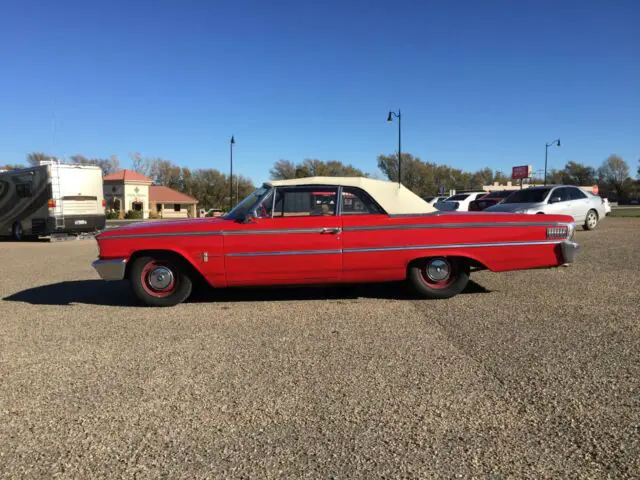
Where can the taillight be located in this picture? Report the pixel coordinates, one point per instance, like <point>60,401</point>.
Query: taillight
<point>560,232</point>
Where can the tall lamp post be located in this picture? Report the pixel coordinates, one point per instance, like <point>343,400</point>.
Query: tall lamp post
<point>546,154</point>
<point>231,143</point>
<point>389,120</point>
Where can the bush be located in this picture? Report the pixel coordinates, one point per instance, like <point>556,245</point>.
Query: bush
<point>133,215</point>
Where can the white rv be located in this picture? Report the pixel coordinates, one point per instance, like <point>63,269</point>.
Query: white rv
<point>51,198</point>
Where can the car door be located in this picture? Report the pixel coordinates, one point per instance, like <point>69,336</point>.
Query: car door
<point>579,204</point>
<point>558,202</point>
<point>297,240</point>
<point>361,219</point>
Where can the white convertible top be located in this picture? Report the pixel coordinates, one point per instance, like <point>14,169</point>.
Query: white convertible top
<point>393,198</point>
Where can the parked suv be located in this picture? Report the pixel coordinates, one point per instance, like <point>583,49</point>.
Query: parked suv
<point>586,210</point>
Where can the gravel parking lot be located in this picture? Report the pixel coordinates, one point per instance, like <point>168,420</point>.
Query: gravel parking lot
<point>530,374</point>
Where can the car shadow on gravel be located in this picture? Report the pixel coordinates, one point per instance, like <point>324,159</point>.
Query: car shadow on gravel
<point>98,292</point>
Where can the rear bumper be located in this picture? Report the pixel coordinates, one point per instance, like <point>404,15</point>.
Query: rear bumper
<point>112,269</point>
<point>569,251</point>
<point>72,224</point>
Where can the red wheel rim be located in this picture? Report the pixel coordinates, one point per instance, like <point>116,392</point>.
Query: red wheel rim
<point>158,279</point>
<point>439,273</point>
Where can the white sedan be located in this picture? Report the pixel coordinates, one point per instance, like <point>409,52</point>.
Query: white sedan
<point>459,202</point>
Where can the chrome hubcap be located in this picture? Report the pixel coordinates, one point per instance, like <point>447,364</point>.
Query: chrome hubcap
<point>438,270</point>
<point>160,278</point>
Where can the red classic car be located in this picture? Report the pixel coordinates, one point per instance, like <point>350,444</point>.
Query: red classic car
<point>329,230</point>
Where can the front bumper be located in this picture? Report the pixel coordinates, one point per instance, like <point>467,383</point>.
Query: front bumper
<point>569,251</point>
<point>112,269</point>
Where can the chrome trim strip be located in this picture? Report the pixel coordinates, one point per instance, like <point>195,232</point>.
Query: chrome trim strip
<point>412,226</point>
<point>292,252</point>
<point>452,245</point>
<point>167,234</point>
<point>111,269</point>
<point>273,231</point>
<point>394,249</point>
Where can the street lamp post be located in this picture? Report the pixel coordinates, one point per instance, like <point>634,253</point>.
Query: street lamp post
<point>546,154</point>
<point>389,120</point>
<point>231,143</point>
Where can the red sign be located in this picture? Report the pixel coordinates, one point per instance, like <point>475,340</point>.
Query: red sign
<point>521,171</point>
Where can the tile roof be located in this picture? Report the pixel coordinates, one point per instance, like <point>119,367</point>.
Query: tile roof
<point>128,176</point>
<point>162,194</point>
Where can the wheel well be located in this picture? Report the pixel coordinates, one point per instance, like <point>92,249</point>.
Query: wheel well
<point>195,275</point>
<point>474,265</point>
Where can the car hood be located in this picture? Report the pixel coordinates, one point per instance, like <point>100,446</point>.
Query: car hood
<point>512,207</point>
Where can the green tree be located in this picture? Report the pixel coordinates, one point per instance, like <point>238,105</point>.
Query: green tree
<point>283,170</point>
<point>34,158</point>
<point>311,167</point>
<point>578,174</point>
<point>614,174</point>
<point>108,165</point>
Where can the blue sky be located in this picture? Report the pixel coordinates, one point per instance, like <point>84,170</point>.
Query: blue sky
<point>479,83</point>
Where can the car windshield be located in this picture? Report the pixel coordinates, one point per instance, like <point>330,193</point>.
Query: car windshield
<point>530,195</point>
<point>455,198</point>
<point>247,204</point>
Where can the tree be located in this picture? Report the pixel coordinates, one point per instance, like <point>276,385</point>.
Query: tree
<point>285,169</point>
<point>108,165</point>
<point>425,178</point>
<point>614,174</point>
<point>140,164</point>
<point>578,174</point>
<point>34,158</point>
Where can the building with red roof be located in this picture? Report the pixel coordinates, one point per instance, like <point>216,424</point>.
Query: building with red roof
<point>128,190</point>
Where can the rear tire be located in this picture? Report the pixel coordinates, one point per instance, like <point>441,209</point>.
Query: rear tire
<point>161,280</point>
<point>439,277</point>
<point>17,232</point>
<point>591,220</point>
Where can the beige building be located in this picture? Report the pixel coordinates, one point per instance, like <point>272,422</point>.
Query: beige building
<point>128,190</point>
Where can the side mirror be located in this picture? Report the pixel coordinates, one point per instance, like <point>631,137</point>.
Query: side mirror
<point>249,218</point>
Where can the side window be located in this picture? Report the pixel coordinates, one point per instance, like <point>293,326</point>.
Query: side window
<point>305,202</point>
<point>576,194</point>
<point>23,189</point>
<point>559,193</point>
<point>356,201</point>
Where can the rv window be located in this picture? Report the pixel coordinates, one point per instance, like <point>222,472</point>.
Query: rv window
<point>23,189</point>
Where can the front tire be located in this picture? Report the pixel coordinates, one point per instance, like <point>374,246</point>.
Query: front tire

──────────

§ TASK DESCRIPTION:
Each line from the beginning of the entries up to and including the one containing "Where can the bush" must be restated exactly. Pictures are to be left out.

§ FINISHED EXERCISE:
Where can the taillight be located in this picture? Report the pixel coordinates, one point per instance, like <point>60,401</point>.
Query: taillight
<point>560,232</point>
Where can the tall lamp post be located in this picture? Report the pixel coordinates, one point per instance, like <point>343,400</point>.
Query: tall lamp post
<point>546,154</point>
<point>231,143</point>
<point>389,120</point>
Where can the bush be located in this picture? Report the pixel coordinates, one point per instance, like <point>556,245</point>.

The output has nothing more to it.